Ce contact fréquent avec le peuple des banlieues, l’a certainement préparé a mieux comprendre les problèmes de son pays et à trouver dans la politique municipale d’Aimé Césaire l’un des moyens de satisfaire sa quête d’une plus grande justice sociale.

Mais ce qui l’a amené à rejoindre Césaire, à l’occasion des émeutes des nuits de décembre 1959 à Fort de France, c’est d’abord un sentiment de révolte contre l’injustice des accusations portées contre Césaire et la municipalité de Fort de France.

En l’absence de Césaire retenu à Paris par ses obligations parlementaires, le pouvoir colonial et la droite accusaient le premier adjoint de Césaire, le Dr Aliker et son conseil municipal d’avoir livré la ville aux forces du désordre. À gauche, Le Parti Communiste, que Césaire avait laissé 3 ans plus tôt, en 1956, reprochait à la municipalité progressiste sinon d’avoir livré la ville aux forces de l’ordre, du moins d’avoir été incapable de contrôler la situation.

## DONNÉES FOURNIES
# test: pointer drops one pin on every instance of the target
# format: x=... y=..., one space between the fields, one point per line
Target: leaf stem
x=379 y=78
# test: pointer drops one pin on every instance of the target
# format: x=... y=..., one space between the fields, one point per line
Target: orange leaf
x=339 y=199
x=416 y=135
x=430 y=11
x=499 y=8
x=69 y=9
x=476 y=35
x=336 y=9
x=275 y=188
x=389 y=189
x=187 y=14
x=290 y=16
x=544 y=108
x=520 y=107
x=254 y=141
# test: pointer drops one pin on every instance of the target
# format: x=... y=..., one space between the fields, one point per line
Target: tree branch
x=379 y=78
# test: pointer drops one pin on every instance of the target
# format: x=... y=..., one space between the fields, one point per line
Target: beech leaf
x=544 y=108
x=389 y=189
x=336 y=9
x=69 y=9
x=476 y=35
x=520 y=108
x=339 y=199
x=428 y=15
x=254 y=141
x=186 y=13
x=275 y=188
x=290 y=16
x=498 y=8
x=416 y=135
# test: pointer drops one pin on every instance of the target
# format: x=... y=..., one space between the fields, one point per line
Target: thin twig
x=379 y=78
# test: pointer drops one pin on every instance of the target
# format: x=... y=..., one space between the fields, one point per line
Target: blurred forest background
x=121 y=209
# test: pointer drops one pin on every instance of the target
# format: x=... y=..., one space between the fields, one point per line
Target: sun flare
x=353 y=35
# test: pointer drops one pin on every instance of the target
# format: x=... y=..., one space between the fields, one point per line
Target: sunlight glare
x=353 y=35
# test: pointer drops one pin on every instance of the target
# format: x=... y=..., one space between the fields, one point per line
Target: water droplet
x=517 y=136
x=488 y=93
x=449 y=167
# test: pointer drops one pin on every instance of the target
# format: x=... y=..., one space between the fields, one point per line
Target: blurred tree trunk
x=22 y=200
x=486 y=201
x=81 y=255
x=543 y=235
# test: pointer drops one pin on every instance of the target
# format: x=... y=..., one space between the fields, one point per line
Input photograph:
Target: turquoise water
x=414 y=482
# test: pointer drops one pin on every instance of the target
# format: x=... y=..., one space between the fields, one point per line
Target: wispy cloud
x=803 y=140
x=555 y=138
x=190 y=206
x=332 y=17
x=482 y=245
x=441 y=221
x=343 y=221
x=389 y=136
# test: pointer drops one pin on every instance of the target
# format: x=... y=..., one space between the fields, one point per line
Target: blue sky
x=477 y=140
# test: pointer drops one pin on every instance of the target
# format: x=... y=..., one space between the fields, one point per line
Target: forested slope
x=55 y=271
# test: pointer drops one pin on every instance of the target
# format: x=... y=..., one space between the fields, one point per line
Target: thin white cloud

...

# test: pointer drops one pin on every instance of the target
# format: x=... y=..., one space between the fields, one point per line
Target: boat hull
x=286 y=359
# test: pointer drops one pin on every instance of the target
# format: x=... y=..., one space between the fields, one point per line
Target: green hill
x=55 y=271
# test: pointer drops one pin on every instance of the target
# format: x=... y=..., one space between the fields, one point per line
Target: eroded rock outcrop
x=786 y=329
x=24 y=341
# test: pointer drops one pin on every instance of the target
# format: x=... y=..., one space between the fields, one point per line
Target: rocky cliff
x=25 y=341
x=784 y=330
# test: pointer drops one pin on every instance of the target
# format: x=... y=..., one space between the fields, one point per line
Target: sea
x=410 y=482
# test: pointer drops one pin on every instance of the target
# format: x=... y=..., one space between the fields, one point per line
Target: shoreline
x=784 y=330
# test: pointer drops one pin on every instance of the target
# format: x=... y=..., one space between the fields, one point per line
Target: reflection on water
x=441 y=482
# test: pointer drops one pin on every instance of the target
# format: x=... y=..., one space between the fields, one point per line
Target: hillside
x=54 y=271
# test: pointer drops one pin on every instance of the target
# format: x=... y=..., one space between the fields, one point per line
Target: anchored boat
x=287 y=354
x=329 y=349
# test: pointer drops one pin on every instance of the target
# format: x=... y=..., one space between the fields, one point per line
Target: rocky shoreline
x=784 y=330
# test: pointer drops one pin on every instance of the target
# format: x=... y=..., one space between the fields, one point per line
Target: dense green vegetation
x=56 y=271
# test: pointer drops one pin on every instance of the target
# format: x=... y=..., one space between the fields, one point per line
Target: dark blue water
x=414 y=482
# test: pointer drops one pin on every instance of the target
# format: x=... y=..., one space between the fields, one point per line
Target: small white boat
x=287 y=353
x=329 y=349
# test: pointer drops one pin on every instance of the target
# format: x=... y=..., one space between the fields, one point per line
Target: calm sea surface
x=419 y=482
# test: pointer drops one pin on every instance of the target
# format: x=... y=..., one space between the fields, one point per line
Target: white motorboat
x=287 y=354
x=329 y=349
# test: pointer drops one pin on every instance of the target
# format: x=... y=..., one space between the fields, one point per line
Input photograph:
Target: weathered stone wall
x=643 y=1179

## OBJECTIF VISÉ
Poursuivez le texte sur les émeutes de décembre 1959 à Fort de France à partir de sa dernière phrase.

## RÉSULTAT OBTENU
C’est dire que, quand Camille Darsières adhère au PPM (fin décembre 1959-début janvier 1960), il arrive dans les conditions les plus difficiles qu’ait connues le jeune Parti Progressiste Martiniquais créé quelque vingt mois plus tôt. Non pour y chercher un quelconque mandat politique, comme on l’en a si souvent accusé, mais pour aider Aimé Césaire à se défendre et à défendre son parti qui paraît complètement isolé au début des années 1960.

Il y réussit, en peu de temps avec un sens de l’organisation, une fougue et une audace qui amènent Césaire à le considérer, avec son premier adjoint, le Dr Aliker, comme un de ses meilleurs soutiens et comme un cadre potentiel de son Parti qui en a un besoin urgent.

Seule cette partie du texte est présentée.